__Records drawn from a collection__:
-.-.-

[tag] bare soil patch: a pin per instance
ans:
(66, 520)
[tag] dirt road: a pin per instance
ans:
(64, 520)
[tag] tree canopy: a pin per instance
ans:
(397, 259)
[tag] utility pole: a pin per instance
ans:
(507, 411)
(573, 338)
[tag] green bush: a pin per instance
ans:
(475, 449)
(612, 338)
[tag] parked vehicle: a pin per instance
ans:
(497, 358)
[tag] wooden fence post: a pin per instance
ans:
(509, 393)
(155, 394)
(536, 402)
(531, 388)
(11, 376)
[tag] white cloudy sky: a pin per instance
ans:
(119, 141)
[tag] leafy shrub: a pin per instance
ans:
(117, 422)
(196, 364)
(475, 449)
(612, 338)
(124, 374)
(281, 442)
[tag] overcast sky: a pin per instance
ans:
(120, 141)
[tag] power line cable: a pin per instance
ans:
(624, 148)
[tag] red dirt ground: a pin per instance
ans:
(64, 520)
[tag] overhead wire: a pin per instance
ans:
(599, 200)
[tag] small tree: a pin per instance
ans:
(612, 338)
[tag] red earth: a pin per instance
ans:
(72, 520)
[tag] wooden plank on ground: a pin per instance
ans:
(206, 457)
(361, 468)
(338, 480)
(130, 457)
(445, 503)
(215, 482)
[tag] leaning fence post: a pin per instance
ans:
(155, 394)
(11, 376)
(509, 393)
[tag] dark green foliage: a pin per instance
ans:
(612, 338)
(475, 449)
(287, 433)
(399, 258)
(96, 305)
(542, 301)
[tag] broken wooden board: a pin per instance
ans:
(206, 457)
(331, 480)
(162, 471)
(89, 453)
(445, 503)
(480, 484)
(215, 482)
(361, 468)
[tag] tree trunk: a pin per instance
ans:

-.-.-

__WHAT THIS TASK INVOLVES__: Rewrite all the entries above as a numbered list, omitting any blank lines.

__RESPONSE__:
1. [tag] bare soil patch: a pin per instance
2. ans:
3. (66, 520)
4. [tag] dirt road: a pin per instance
5. ans:
6. (64, 520)
7. [tag] tree canopy: a pin per instance
8. ans:
9. (397, 259)
10. [tag] utility pole: a pin per instance
11. ans:
12. (507, 411)
13. (573, 338)
14. [tag] green bush: a pin per instance
15. ans:
16. (475, 449)
17. (612, 338)
18. [tag] parked vehicle: a pin per instance
19. ans:
20. (497, 358)
21. [tag] wooden fence post: a pin per instance
22. ans:
23. (509, 393)
24. (155, 394)
25. (536, 402)
26. (531, 388)
27. (11, 376)
28. [tag] white cloudy sky: a pin per instance
29. ans:
30. (119, 141)
31. [tag] leafy shrub: a pin per instance
32. ans:
33. (117, 422)
34. (196, 364)
35. (475, 449)
36. (612, 338)
37. (124, 374)
38. (281, 442)
39. [tag] overcast sky: a pin per instance
40. ans:
41. (120, 141)
42. [tag] power line cable: a pin per instance
43. ans:
44. (624, 148)
45. [tag] red dirt ground: a pin per instance
46. ans:
47. (64, 520)
48. [tag] overhead wire: a pin per instance
49. ans:
50. (599, 200)
51. [tag] small tree: a pin per instance
52. ans:
53. (612, 338)
54. [tag] red earth: a pin per instance
55. ans:
56. (72, 520)
57. [tag] wooden plank on ground: a pin per instance
58. ans:
59. (206, 457)
60. (361, 468)
61. (338, 480)
62. (130, 457)
63. (445, 503)
64. (215, 482)
65. [tag] leaning fence post: a pin per instance
66. ans:
67. (155, 394)
68. (11, 376)
69. (509, 393)
70. [tag] dark green foliage: a pin per instance
71. ans:
72. (612, 338)
73. (475, 449)
74. (287, 433)
75. (399, 258)
76. (96, 305)
77. (542, 301)
78. [tag] broken wooden board: a pin per instance
79. ans:
80. (206, 457)
81. (331, 480)
82. (162, 471)
83. (89, 453)
84. (445, 503)
85. (480, 484)
86. (215, 482)
87. (361, 468)
88. [tag] tree trunk: a pin per instance
89. ans:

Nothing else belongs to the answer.